**Given problem**
Copy out verbatim the lines of the records below, starting with the line that contains "ROI western saddle" and continuing through the final line of the records.
[Start]
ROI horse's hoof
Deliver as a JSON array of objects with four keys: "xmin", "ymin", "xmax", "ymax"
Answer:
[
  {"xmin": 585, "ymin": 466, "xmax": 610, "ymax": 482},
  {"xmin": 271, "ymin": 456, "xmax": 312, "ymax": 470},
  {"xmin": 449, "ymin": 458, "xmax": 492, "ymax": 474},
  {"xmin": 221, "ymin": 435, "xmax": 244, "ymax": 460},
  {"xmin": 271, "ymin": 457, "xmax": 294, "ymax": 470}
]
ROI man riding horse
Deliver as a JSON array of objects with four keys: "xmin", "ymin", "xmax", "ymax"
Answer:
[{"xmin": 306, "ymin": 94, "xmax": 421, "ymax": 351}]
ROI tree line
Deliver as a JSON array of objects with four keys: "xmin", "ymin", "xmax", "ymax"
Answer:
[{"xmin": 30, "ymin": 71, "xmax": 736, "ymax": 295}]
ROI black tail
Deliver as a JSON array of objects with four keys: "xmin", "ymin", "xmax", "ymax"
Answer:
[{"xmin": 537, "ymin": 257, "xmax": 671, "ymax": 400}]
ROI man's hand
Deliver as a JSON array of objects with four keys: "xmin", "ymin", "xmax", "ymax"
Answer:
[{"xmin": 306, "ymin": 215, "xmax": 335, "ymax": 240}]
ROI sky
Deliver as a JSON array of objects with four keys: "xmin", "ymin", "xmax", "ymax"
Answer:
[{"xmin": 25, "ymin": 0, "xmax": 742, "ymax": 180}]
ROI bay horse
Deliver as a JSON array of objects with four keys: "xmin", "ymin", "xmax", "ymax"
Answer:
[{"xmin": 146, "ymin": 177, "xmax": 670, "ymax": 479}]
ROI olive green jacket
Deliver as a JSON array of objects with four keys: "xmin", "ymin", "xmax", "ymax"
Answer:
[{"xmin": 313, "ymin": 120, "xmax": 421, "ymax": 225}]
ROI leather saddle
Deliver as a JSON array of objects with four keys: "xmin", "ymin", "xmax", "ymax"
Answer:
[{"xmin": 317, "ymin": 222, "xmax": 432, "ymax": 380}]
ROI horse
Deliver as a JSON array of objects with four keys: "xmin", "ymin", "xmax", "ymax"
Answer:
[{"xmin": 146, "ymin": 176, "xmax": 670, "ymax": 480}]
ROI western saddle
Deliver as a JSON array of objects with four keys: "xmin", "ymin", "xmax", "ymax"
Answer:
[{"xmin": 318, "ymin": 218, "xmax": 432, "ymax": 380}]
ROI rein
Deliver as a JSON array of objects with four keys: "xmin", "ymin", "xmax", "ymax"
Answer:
[End]
**Result of the task**
ROI western saddle
Deliver as a JSON array of objects with four keys: "xmin", "ymin", "xmax", "ymax"
Answer:
[{"xmin": 318, "ymin": 218, "xmax": 432, "ymax": 380}]
ROI rein
Deliver as a JSON array of objects with four keys: "xmin", "ymin", "xmax", "ymax"
Answer:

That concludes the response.